Task data Block Start
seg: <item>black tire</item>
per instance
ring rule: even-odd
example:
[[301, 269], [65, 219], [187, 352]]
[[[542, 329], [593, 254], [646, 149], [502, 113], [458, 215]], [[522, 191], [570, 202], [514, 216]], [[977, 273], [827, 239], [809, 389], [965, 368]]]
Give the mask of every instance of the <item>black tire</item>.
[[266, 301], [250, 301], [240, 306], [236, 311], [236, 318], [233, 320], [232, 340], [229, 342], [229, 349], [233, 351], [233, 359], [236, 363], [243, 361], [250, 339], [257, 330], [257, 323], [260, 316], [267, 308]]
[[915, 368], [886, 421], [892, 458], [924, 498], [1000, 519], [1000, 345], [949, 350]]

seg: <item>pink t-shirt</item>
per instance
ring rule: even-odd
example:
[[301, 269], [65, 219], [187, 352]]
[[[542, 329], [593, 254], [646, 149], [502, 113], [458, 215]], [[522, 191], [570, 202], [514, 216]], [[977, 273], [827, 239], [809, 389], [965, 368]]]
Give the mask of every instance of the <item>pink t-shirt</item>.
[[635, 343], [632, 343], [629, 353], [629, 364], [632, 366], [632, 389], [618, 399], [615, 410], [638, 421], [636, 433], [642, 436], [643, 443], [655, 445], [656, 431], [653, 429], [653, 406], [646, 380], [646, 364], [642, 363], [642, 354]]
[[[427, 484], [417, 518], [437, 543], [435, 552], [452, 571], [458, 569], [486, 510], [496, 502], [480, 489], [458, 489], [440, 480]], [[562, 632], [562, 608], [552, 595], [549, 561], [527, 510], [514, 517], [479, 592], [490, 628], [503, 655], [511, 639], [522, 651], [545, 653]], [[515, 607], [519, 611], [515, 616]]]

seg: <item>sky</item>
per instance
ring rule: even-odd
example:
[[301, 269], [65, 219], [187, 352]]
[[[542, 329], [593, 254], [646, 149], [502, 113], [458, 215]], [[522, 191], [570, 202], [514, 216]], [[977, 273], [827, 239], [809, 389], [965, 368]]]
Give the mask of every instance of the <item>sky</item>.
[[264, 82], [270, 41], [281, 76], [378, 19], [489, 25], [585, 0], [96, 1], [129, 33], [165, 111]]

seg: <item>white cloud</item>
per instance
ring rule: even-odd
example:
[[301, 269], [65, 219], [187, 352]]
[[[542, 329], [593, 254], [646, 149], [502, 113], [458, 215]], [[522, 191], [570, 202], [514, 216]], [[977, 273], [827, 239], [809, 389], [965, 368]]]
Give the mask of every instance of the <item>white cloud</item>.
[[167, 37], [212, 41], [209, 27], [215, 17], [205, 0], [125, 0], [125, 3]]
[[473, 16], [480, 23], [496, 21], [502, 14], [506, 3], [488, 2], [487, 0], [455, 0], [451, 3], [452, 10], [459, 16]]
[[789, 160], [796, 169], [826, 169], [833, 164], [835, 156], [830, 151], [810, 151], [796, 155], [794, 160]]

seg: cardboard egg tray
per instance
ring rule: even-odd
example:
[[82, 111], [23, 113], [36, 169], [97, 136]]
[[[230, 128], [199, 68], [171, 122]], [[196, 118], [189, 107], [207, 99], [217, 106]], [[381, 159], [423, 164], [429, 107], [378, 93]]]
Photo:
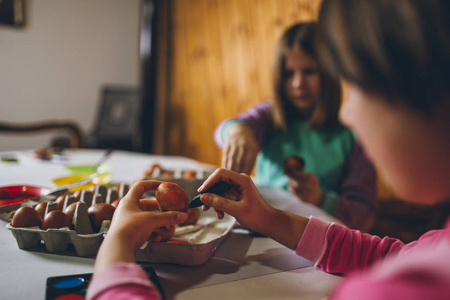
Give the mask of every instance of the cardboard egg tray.
[[[95, 187], [95, 191], [82, 190], [80, 201], [77, 202], [73, 194], [65, 196], [63, 211], [73, 202], [77, 202], [75, 213], [73, 216], [73, 229], [69, 227], [58, 229], [42, 230], [39, 227], [13, 227], [7, 224], [6, 228], [11, 230], [13, 236], [17, 241], [20, 249], [36, 248], [43, 241], [45, 248], [50, 253], [66, 251], [70, 244], [75, 248], [78, 256], [95, 255], [103, 240], [103, 234], [107, 232], [110, 221], [103, 221], [102, 226], [98, 232], [94, 231], [88, 215], [88, 207], [96, 203], [111, 204], [114, 200], [122, 198], [126, 186], [121, 185], [121, 193], [113, 188], [107, 188], [104, 185]], [[11, 221], [14, 212], [21, 206], [34, 207], [40, 202], [48, 202], [45, 214], [52, 210], [58, 209], [58, 204], [55, 202], [57, 196], [39, 197], [37, 200], [22, 202], [15, 206], [5, 206], [0, 210], [0, 217], [4, 220]]]
[[[154, 180], [160, 180], [151, 178]], [[165, 178], [161, 181], [175, 180]], [[187, 181], [189, 179], [189, 181]], [[203, 183], [203, 179], [187, 178], [179, 182], [197, 184]], [[200, 184], [201, 184], [200, 183]], [[200, 186], [199, 184], [199, 186]], [[192, 198], [197, 194], [192, 187], [188, 196]], [[120, 189], [124, 191], [124, 189]], [[188, 191], [186, 191], [188, 192]], [[122, 198], [123, 194], [115, 193], [111, 188], [97, 186], [94, 192], [83, 190], [80, 201], [73, 217], [73, 229], [68, 227], [59, 229], [42, 230], [39, 227], [16, 228], [7, 224], [6, 228], [11, 230], [20, 249], [33, 249], [44, 244], [49, 253], [58, 253], [68, 250], [73, 245], [76, 255], [94, 256], [96, 255], [104, 235], [107, 234], [110, 221], [103, 221], [99, 232], [94, 232], [88, 216], [88, 207], [95, 203], [112, 203], [117, 198]], [[151, 195], [144, 195], [144, 198]], [[40, 202], [48, 202], [46, 213], [57, 209], [55, 200], [57, 196], [43, 196], [34, 200], [22, 203], [6, 205], [0, 207], [0, 219], [10, 222], [14, 212], [21, 206], [35, 207]], [[73, 195], [68, 194], [64, 201], [63, 210], [76, 201]], [[228, 235], [234, 227], [236, 220], [226, 215], [224, 219], [218, 220], [213, 210], [201, 212], [200, 218], [195, 225], [177, 226], [175, 235], [168, 242], [146, 243], [136, 252], [136, 260], [139, 262], [151, 263], [174, 263], [186, 266], [198, 266], [213, 255], [214, 250], [220, 242]]]

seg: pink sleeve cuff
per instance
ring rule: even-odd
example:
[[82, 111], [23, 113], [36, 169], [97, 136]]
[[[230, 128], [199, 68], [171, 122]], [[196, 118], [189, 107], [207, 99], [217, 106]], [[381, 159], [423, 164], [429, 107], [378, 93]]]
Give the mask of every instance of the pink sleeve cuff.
Task data Block End
[What the task requires] Where a picture appears, skip it; repeat everything else in the data exactly.

[Problem solution]
seg: <item>black tire</item>
per instance
ring rule: even-odd
example:
[[301, 269], [65, 219], [187, 352]]
[[[542, 329], [593, 254], [646, 149], [502, 113], [458, 215]], [[522, 191], [570, 202], [514, 216]], [[977, 273], [827, 239], [809, 389], [965, 368]]]
Give the mask of every instance of the <item>black tire</item>.
[[266, 301], [250, 301], [240, 306], [236, 311], [236, 318], [233, 320], [232, 340], [229, 342], [229, 349], [233, 351], [233, 359], [236, 363], [243, 361], [250, 339], [257, 330], [257, 323], [260, 316], [267, 308]]
[[915, 368], [886, 421], [892, 458], [924, 498], [1000, 519], [1000, 345], [949, 350]]

seg: <item>pink t-shirt</item>
per instance
ring rule: even-odd
example:
[[301, 269], [65, 219], [187, 352]]
[[[542, 329], [593, 254], [646, 149], [502, 113], [458, 215]], [[522, 191], [570, 202], [514, 216]], [[977, 273], [827, 239], [809, 389], [965, 368]]]
Give the mask of every instance of the <item>pink t-shirt</item>.
[[635, 343], [632, 343], [629, 353], [629, 364], [632, 366], [632, 389], [618, 399], [615, 410], [638, 421], [636, 433], [642, 436], [643, 443], [655, 445], [656, 431], [653, 429], [653, 406], [646, 380], [646, 364], [642, 363], [642, 354]]
[[[427, 484], [417, 518], [437, 543], [435, 552], [452, 571], [458, 569], [486, 510], [496, 502], [480, 489], [458, 489], [440, 480]], [[562, 632], [562, 608], [552, 595], [549, 561], [527, 510], [514, 517], [479, 592], [490, 628], [503, 655], [511, 639], [522, 651], [545, 653]], [[515, 607], [519, 611], [515, 616]]]

seg: <item>sky</item>
per instance
ring rule: even-odd
example:
[[301, 269], [65, 219], [187, 352]]
[[[542, 329], [593, 254], [646, 149], [502, 113], [458, 215]], [[522, 191], [570, 202], [514, 216]], [[977, 273], [827, 239], [809, 389], [965, 368]]]
Give the mask of every instance of the <item>sky</item>.
[[264, 82], [270, 41], [281, 76], [378, 19], [489, 25], [585, 0], [96, 1], [129, 33], [165, 111]]

seg: <item>white cloud</item>
per instance
ring rule: even-odd
example:
[[301, 269], [65, 219], [187, 352]]
[[[542, 329], [593, 254], [646, 149], [502, 113], [458, 215]], [[522, 191], [570, 202], [514, 216]], [[977, 273], [827, 239], [809, 389], [965, 368]]]
Give the mask of every instance of the <item>white cloud</item>.
[[167, 37], [212, 41], [209, 27], [215, 17], [205, 0], [125, 0], [125, 3]]
[[473, 16], [480, 23], [496, 21], [502, 14], [506, 3], [488, 2], [487, 0], [455, 0], [451, 3], [452, 10], [459, 16]]
[[789, 160], [796, 169], [826, 169], [833, 164], [835, 156], [830, 151], [810, 151], [796, 155], [794, 160]]

seg: cardboard egg tray
per instance
ring rule: even-odd
example:
[[82, 111], [23, 113], [36, 169], [97, 136]]
[[[230, 128], [199, 68], [171, 122]], [[196, 118], [189, 107], [207, 99], [217, 106]], [[381, 159], [423, 164], [429, 107], [378, 93]]]
Photo:
Give the mask of every instance of the cardboard egg tray.
[[[95, 187], [95, 191], [82, 190], [80, 201], [77, 202], [73, 194], [65, 196], [63, 211], [73, 202], [77, 202], [75, 213], [73, 216], [73, 229], [69, 227], [58, 229], [42, 230], [39, 227], [13, 227], [7, 224], [6, 228], [11, 230], [13, 236], [17, 241], [20, 249], [36, 248], [43, 241], [45, 248], [50, 253], [66, 251], [70, 244], [75, 248], [78, 256], [95, 255], [103, 240], [103, 234], [107, 232], [110, 221], [103, 221], [102, 226], [98, 232], [94, 231], [88, 215], [88, 207], [96, 203], [111, 204], [114, 200], [122, 198], [126, 186], [121, 185], [121, 193], [113, 188], [107, 188], [104, 185]], [[11, 221], [14, 212], [21, 206], [34, 207], [40, 202], [48, 202], [45, 214], [52, 210], [58, 209], [58, 204], [55, 202], [57, 196], [39, 197], [37, 200], [22, 202], [15, 206], [5, 206], [0, 210], [0, 217], [4, 220]]]
[[[154, 180], [160, 180], [151, 178]], [[165, 178], [161, 181], [175, 180]], [[187, 181], [189, 179], [189, 181]], [[203, 183], [203, 179], [187, 178], [179, 182], [197, 184]], [[200, 184], [201, 184], [200, 183]], [[200, 186], [199, 184], [199, 186]], [[192, 198], [197, 194], [192, 187], [188, 196]], [[120, 189], [124, 191], [124, 189]], [[188, 191], [186, 191], [188, 192]], [[122, 198], [123, 194], [115, 193], [111, 188], [97, 186], [94, 192], [83, 190], [80, 201], [73, 217], [73, 229], [68, 227], [59, 229], [42, 230], [39, 227], [16, 228], [7, 224], [6, 228], [11, 230], [20, 249], [33, 249], [44, 244], [49, 253], [58, 253], [68, 250], [73, 245], [76, 255], [94, 256], [96, 255], [104, 235], [107, 234], [110, 221], [103, 221], [99, 232], [94, 232], [88, 216], [88, 207], [95, 203], [112, 203], [117, 198]], [[151, 195], [144, 195], [144, 198]], [[40, 202], [48, 202], [46, 213], [57, 209], [55, 200], [57, 196], [43, 196], [34, 200], [22, 203], [6, 205], [0, 207], [0, 219], [10, 222], [14, 212], [21, 206], [35, 207]], [[73, 195], [68, 194], [64, 201], [63, 210], [76, 201]], [[228, 235], [234, 227], [236, 220], [226, 215], [224, 219], [218, 220], [213, 210], [201, 212], [200, 218], [195, 225], [177, 226], [175, 235], [168, 242], [146, 243], [136, 252], [136, 260], [139, 262], [151, 263], [174, 263], [186, 266], [198, 266], [213, 255], [214, 250], [220, 242]]]

seg: pink sleeve cuff
per instance
ring rule: even-odd
example:
[[82, 111], [23, 113], [36, 169], [97, 136]]
[[[230, 128], [199, 68], [171, 122]], [[196, 118], [189, 107], [207, 99], [217, 106]], [[381, 159], [423, 164], [429, 107], [378, 93]]]
Give the mask of every instance of the pink sleeve cuff.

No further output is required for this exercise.